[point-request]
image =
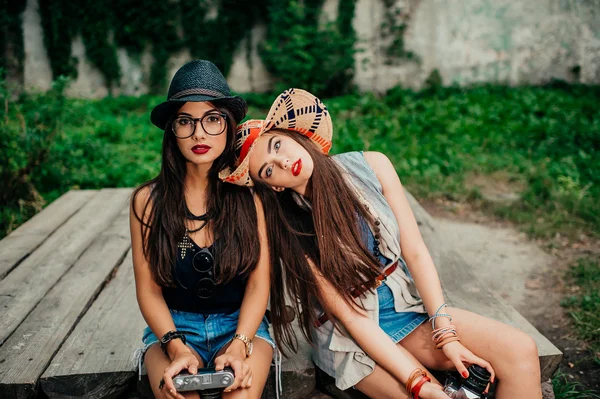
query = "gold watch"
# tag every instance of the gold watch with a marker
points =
(247, 341)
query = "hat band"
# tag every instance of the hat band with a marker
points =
(254, 133)
(212, 93)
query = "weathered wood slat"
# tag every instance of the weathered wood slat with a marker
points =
(25, 355)
(95, 361)
(27, 237)
(44, 267)
(463, 289)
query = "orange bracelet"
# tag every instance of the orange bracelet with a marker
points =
(444, 336)
(446, 341)
(417, 388)
(413, 377)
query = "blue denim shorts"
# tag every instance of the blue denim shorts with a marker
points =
(396, 325)
(207, 333)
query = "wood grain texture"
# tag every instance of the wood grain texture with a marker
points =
(25, 355)
(96, 360)
(24, 287)
(27, 237)
(463, 289)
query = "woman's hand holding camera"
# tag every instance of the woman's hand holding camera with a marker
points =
(235, 358)
(459, 355)
(183, 360)
(431, 390)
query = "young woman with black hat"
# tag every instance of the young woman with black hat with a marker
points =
(199, 246)
(354, 259)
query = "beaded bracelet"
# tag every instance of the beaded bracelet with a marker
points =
(445, 336)
(417, 388)
(438, 314)
(446, 341)
(413, 377)
(436, 334)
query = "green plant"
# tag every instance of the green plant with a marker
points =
(301, 52)
(12, 50)
(584, 307)
(28, 129)
(566, 389)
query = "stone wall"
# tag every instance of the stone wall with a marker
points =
(467, 41)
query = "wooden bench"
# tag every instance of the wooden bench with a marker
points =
(70, 320)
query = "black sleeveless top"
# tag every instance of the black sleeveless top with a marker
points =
(195, 289)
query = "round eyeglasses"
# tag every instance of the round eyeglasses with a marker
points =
(213, 124)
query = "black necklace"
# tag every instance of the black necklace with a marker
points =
(203, 218)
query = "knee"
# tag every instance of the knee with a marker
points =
(523, 352)
(241, 393)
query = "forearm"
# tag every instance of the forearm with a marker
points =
(427, 281)
(252, 311)
(158, 317)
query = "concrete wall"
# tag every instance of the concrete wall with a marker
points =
(467, 41)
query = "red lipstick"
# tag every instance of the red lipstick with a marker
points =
(200, 149)
(297, 167)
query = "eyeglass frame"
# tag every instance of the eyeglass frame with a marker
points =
(201, 120)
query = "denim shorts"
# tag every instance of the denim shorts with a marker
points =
(396, 325)
(207, 334)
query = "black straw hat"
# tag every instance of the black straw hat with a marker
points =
(198, 81)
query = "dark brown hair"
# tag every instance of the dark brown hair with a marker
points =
(329, 235)
(234, 222)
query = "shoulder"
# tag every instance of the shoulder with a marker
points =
(140, 200)
(380, 164)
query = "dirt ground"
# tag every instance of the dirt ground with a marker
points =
(529, 274)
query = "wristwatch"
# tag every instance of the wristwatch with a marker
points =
(170, 336)
(247, 341)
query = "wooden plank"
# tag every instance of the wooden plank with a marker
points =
(463, 289)
(25, 286)
(95, 362)
(25, 355)
(27, 237)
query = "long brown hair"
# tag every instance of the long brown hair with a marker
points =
(234, 222)
(329, 235)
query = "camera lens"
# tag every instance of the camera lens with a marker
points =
(478, 379)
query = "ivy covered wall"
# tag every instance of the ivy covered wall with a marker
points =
(327, 46)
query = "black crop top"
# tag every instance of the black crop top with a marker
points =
(195, 290)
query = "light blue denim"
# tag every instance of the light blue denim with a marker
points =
(207, 333)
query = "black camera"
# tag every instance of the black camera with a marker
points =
(472, 387)
(206, 379)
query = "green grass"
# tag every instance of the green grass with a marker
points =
(544, 139)
(584, 307)
(567, 389)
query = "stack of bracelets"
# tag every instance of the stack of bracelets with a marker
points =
(444, 335)
(414, 389)
(440, 337)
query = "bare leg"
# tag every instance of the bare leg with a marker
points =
(512, 353)
(260, 364)
(382, 385)
(156, 362)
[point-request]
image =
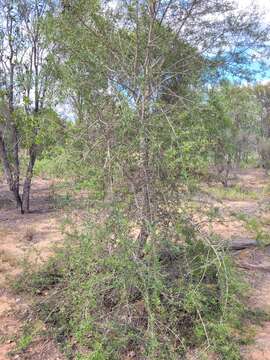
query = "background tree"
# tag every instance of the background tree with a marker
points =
(24, 80)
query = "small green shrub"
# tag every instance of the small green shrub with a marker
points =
(234, 193)
(102, 297)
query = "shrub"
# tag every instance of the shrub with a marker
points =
(182, 293)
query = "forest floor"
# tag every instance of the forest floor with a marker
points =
(243, 215)
(23, 238)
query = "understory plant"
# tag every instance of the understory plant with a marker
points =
(103, 301)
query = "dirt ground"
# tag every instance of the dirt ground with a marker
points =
(33, 237)
(24, 237)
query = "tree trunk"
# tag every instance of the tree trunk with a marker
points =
(13, 186)
(28, 179)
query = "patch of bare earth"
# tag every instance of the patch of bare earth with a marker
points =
(254, 262)
(30, 237)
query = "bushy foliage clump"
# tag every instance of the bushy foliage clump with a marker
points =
(106, 302)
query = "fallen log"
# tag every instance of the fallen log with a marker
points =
(241, 244)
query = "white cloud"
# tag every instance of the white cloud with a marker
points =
(262, 5)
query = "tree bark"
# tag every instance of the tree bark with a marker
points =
(28, 179)
(8, 174)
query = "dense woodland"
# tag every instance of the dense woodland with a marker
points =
(133, 105)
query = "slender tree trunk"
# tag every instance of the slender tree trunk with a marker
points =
(8, 174)
(33, 149)
(28, 179)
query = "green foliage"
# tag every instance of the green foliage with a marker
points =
(113, 303)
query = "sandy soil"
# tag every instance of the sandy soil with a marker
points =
(33, 237)
(24, 237)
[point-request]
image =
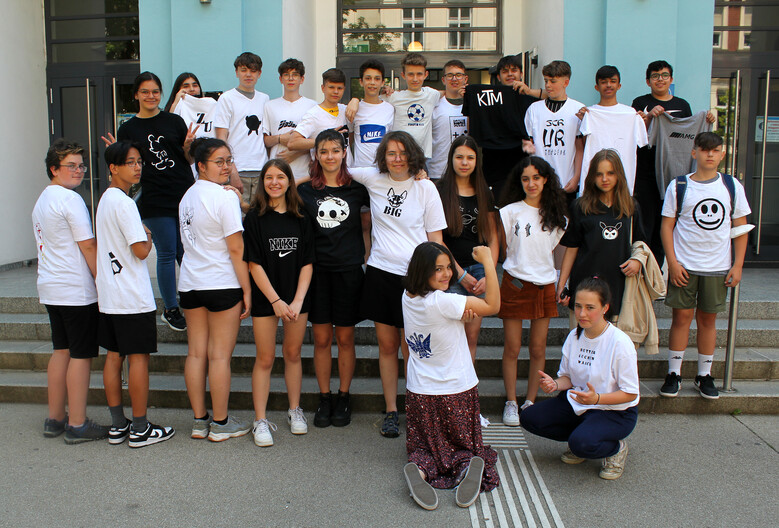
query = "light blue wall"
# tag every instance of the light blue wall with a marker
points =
(185, 35)
(629, 34)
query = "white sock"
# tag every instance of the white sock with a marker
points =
(704, 364)
(675, 358)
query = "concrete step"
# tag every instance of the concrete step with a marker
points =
(751, 332)
(750, 363)
(751, 397)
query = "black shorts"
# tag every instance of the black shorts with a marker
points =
(129, 333)
(336, 296)
(74, 328)
(211, 300)
(382, 293)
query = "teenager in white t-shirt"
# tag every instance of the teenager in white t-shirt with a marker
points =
(533, 222)
(404, 213)
(441, 377)
(66, 286)
(213, 288)
(598, 379)
(127, 308)
(238, 121)
(283, 114)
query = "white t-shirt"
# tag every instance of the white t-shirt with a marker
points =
(370, 124)
(60, 220)
(448, 124)
(554, 135)
(317, 119)
(123, 284)
(282, 116)
(439, 360)
(616, 127)
(403, 213)
(528, 247)
(702, 231)
(414, 114)
(208, 213)
(607, 362)
(242, 117)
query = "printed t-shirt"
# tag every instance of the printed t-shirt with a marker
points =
(60, 220)
(528, 246)
(280, 117)
(616, 127)
(439, 359)
(702, 231)
(337, 224)
(448, 124)
(607, 362)
(208, 214)
(242, 117)
(370, 125)
(123, 284)
(414, 114)
(166, 173)
(403, 213)
(554, 135)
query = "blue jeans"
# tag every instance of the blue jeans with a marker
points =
(594, 434)
(167, 241)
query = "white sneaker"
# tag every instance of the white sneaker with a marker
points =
(297, 421)
(511, 414)
(261, 430)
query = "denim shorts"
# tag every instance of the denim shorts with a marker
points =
(474, 270)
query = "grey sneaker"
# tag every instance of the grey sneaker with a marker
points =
(232, 429)
(614, 465)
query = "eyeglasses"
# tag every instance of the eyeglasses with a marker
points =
(72, 167)
(222, 162)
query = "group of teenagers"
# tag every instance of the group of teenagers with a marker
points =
(271, 206)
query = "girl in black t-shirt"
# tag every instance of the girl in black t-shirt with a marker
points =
(469, 209)
(278, 246)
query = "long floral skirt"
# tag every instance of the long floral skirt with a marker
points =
(443, 433)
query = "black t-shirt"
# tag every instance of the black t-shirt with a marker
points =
(282, 244)
(336, 224)
(676, 107)
(496, 115)
(166, 174)
(603, 245)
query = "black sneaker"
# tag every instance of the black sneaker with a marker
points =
(86, 433)
(342, 413)
(322, 414)
(671, 386)
(390, 428)
(152, 435)
(705, 385)
(117, 435)
(174, 319)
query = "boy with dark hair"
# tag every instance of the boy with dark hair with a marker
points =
(448, 119)
(238, 121)
(66, 286)
(282, 115)
(700, 217)
(611, 125)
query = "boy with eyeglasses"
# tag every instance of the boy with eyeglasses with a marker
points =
(283, 114)
(66, 286)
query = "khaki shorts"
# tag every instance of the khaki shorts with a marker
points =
(708, 294)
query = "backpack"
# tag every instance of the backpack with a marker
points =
(681, 188)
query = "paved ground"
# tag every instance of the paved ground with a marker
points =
(697, 471)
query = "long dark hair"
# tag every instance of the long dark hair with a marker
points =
(553, 206)
(261, 200)
(447, 188)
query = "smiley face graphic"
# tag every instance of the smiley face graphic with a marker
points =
(709, 214)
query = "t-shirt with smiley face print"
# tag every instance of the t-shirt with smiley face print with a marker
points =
(702, 232)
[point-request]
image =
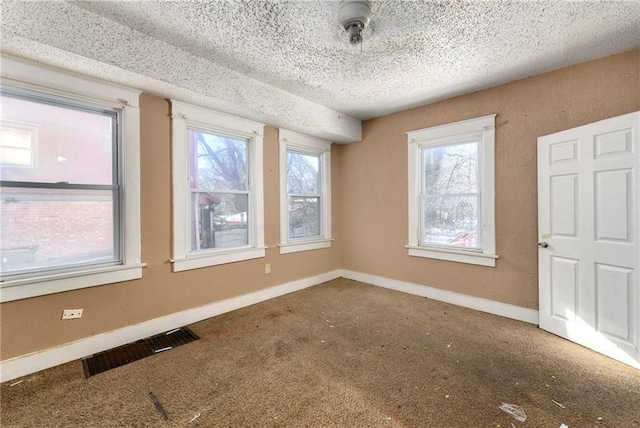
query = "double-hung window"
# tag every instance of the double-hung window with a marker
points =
(217, 183)
(305, 192)
(68, 220)
(451, 192)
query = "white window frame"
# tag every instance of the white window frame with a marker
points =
(305, 143)
(34, 131)
(185, 116)
(484, 128)
(32, 76)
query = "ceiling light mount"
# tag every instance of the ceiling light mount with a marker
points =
(353, 16)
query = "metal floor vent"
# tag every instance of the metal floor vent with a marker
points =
(126, 354)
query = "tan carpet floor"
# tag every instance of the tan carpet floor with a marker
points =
(342, 354)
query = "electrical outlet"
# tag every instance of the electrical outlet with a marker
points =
(69, 314)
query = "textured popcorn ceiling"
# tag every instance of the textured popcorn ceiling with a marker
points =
(289, 64)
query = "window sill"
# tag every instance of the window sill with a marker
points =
(294, 247)
(24, 288)
(481, 259)
(197, 261)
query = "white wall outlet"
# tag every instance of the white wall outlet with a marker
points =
(69, 314)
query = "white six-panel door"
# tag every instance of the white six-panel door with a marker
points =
(589, 230)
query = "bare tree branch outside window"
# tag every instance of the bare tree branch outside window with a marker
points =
(450, 196)
(219, 190)
(305, 199)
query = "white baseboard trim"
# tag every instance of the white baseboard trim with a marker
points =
(26, 364)
(497, 308)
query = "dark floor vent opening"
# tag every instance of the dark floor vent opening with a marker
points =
(134, 351)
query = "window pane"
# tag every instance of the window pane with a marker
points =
(74, 146)
(304, 217)
(14, 156)
(451, 221)
(451, 168)
(55, 228)
(303, 173)
(217, 162)
(219, 220)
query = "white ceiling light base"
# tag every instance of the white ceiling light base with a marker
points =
(353, 16)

********************

#### Job:
Extract each line in the items above that contains the word "necklace".

#### The completed task:
query = "black necklace"
# tag every instance of the black necklace with a marker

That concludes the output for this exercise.